Angèle est une perle rare tout droit débarquée de Bruxelles. Elle sort aujourd’hui son tout premier album intitulé Brol. La jeune femme de 22 ans séduit petits et grands avec ses mélodies pop, ses paroles engagées et un second degré à toute épreuve. Rencontre.

Photos Julot Bandit – Style Nicolas Dureau – Maquillage Cyril Laine – Cheveux Sayaka Otala / Angèle porte une veste Gucci et des boucles d’oreilles Atelier Swarovski

On t’a découvert sur Instagram avec tes montages vidéo dans lesquels tu chantais. Depuis quel âge écris-tu des chansons ?

Angèle : J’ai toujours fait de la musique. La première fois que j’ai écrit une chanson (qui ressemblait à quelque chose), j’avais 16 ans. Il s’agissait d’une chanson en anglais et elle parlait du mauvais temps en Belgique.

De quoi t’inspires-tu généralement pour l’écriture ?

A : Je m’inspire de ce qui m’entoure, de ce que je vois ou de ce que je vis. Je suis incapable d’écrire des chansons sur ce qui ne me touche pas, de près ou de loin. J’écris souvent sur des sujets négatifs que je détourne de manière légère. Quand il s’agit de sujets sérieux ou trop premier degré, j’essaye d’utiliser des mots relativement simples afin d’apporter une touche d’innocence.

**Informations fournies**

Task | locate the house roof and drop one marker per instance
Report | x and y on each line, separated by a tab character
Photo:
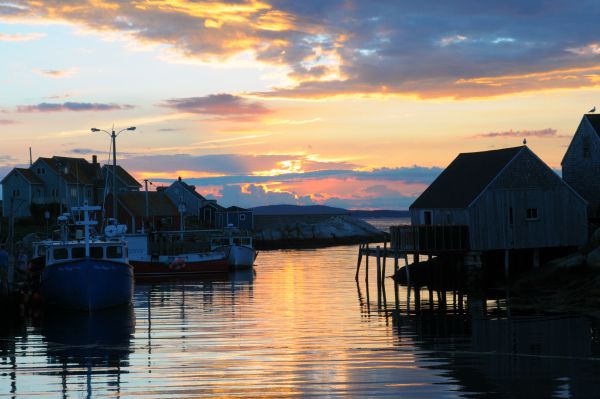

**Travail à réaliser**
1 – Répondez brièvement aux questions suivantes sur l'entretien avec Angèle :
(a) Quel est le titre de son premier album ?
(b) À quel âge a-t-elle écrit sa première chanson ?
(c) De quel sujet traitait cette chanson ?
2 – Dans l'entretien avec Angèle, substituez "Liège" à "Bruxelles" et recopiez le passage compris entre "Angèle est une" et "temps en Belgique.", bornes incluses.
3 – Prolongez l'entretien avec Angèle au-delà de sa dernière phrase.
Le listing n'intervient d'aucune manière dans ce travail.

**Réponses par tâche**
1 –
(a) Brol
(b) À 16 ans
(c) Du mauvais temps en Belgique

2 –
Angèle est une perle rare tout droit débarquée de Liège. Elle sort aujourd’hui son tout premier album intitulé Brol. La jeune femme de 22 ans séduit petits et grands avec ses mélodies pop, ses paroles engagées et un second degré à toute épreuve. Rencontre.

Photos Julot Bandit – Style Nicolas Dureau – Maquillage Cyril Laine – Cheveux Sayaka Otala / Angèle porte une veste Gucci et des boucles d’oreilles Atelier Swarovski

On t’a découvert sur Instagram avec tes montages vidéo dans lesquels tu chantais. Depuis quel âge écris-tu des chansons ?

Angèle : J’ai toujours fait de la musique. La première fois que j’ai écrit une chanson (qui ressemblait à quelque chose), j’avais 16 ans. Il s’agissait d’une chanson en anglais et elle parlait du mauvais temps en Belgique.

3 –
D’ailleurs, ton univers est très second degré, notamment dans tes clips « La Loi de Murphy » et « Je veux tes yeux ». Comment as-tu entretenu ce second degré et cet univers surréaliste ?

A : C’est comme ça que je suis dans la vie. Cela me vient également de la peur d’être enfermée dans quelque chose de trop sérieux. J’utilise l’humour dans n’importe quelle situation car il me permet de fuir les moments gênants et difficiles de la vie. L’humour permet de se défendre de toutes les attaques.

Tu entretiens tout le temps cette notion de second degré, même dans ta vie privée ?

A : Pas toujours parce que, parfois, il y a de vrais problèmes à gérer, dont on ne peut pas rire et je suis plus sérieuse qu’on ne le pense. Ma famille (et surtout ma mère) a toujours essayé de désamorcer les situations dramatiques et je pense avoir récupéré ce trait de caractère. Même dans les moments difficiles, nous essayons de garder une certaine légèreté.

Interview Marie Zawalich – Photos Julot Bandit – Style Nicolas Dureau – Maquillage Cyril Laine – Cheveux Sayaka Otala / Angèle porte un ensemble Gosha Rubchinskiy, des bottes Gucci et des boucles d’oreilles Atelier Swarovski

Dans ton album Brol, tu parles beaucoup d’amour…

A : L’amour fait partie de ma vie. Tomber amoureux, c’est très fort ; la rupture l’est également. Il n’y a rien de comparable à l’amour dans la vie. Je suis très romantique, je crois à l’amour et aux couples qui durent dans le temps. J’ai toujours su qu’un jour, je rencontrerai quelqu’un et ce serait la bonne personne car je reste persuadée qu’il y a peu de personnes qui nous correspondent. Quand tu as la chance de rencontrer une personne compatible, il suffit de surmonter les difficultés. Dans mes chansons, je parle aussi beaucoup de frustrations, notamment celles des ruptures ou de l’amour à sens unique.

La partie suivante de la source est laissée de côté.